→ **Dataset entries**
__________

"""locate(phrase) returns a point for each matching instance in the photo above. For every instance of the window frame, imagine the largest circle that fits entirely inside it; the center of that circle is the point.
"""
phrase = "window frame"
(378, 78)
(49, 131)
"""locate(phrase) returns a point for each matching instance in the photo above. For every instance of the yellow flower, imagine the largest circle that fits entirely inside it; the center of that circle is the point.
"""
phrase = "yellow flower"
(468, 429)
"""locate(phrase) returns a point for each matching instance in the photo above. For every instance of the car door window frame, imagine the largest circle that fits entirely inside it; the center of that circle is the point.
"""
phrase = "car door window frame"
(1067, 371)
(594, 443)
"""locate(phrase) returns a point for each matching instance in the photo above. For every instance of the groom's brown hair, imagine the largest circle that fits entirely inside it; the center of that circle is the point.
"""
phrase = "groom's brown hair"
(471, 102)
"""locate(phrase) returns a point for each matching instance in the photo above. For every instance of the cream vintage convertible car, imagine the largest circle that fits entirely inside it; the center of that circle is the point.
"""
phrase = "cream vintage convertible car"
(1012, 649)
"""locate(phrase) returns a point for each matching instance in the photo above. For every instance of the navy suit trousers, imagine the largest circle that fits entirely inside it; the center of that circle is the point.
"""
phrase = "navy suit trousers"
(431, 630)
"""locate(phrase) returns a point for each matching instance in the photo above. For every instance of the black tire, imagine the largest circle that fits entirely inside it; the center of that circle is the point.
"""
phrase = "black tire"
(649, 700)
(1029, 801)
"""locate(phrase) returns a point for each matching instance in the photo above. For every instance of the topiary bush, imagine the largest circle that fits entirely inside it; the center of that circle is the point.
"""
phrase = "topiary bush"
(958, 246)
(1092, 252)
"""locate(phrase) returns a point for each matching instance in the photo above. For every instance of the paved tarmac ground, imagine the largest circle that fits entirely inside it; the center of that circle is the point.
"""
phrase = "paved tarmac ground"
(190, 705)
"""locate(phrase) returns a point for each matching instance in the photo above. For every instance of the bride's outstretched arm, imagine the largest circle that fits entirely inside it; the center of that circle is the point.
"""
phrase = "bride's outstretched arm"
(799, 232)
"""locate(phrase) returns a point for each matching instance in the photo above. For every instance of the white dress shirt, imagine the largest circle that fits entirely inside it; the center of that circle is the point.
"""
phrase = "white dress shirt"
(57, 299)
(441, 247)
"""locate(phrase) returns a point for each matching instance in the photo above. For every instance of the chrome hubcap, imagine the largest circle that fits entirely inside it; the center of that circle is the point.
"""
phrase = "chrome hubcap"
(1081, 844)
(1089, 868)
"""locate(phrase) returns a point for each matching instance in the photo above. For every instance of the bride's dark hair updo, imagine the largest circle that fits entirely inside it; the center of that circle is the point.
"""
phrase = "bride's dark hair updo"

__________

→ **WORK ORDER**
Retype every record exactly, omitting nothing.

→ **YOUR RESPONSE**
"""locate(phrase) returns a point for each matching instance in the photo above. For every instance of the window frame, imagine the largest circle that fits entirely inside it; the center of that circle is the point.
"""
phrase = "window frame"
(378, 78)
(49, 131)
"""locate(phrase) returns a point for each matching instance in the photo above. For every instance of the yellow flower, imagine the largest circle that fits entirely inside it; the center of that circle is the point.
"""
phrase = "yellow flower"
(468, 429)
"""locate(phrase) returns a point for each matching instance in the photo above. For every instance of the car door window frame, imagine the largest circle that fits entirely inside it; the center of that circle is the point.
"""
phrase = "car door window frame"
(1067, 371)
(594, 443)
"""locate(phrase) returns a point for each matching instance in the photo above. For every instance of the groom's brown hair, imagine the largest circle that fits entirely inside it; the center of that circle is the point.
"""
phrase = "groom's brown hair"
(471, 102)
"""locate(phrase) returns a point for each matching instance in the photo above. For every instance of the cream vintage convertible car, imagine the largest circle that fits entirely inside it; the center of that circle is the point.
"""
phrase = "cream vintage convertible car"
(1012, 649)
"""locate(phrase) returns a point for each matching instance in the photo above. For every instance of the navy suit trousers, imagine the largest circle that fits entirely inside it; the center of that circle is the point.
"""
phrase = "navy suit trousers"
(431, 630)
"""locate(phrase) returns a point for each matching instance in the photo above. For every instance of the black tire, imagine the largest circle that fits entirely inside it; the center of that circle is the point.
"""
phrase = "black tire"
(649, 700)
(1029, 801)
"""locate(phrase) returns a point for each matching instance in the photo above. For every instance of the topiary bush, imagine the largest circle that fits entirely inside it; the center of that circle is the point.
"""
phrase = "topiary bush"
(958, 246)
(1092, 252)
"""locate(phrase) returns a point for each matching instance in the photo above. For every instance of the paved tarmac ground, imagine the largest circle that fits entirely inside it; the center of that circle is the point.
"""
phrase = "paved tarmac ground"
(190, 705)
"""locate(phrase) returns a point for each matching instance in the photo above. For every instance of the bride's outstretched arm, imagine the largest circle that fits entirely inside it; the center of that circle is the point.
"""
phrase = "bride's outstretched arm"
(799, 232)
"""locate(phrase) returns a point for each matching instance in the photo above. For every instance of the white dress shirt, imagine the largest circle that fits entirely inside it; the center of that circle is the point.
"""
phrase = "white dress shirt"
(57, 299)
(441, 247)
"""locate(phrase) returns a point for each matching instance in the photo above. For every instance of the chrome hubcap, imagine the largest circle that fits entirely inside it; the center of that circle is the point.
"""
phrase = "chrome hubcap"
(1081, 844)
(1089, 868)
"""locate(phrase) returns a point for each matching instance in the photo above. For every instance of the bride's dark hair updo, imagine the largest circle that fits entirely inside it; the center of that circle is the point.
"""
phrase = "bride's dark hair updo"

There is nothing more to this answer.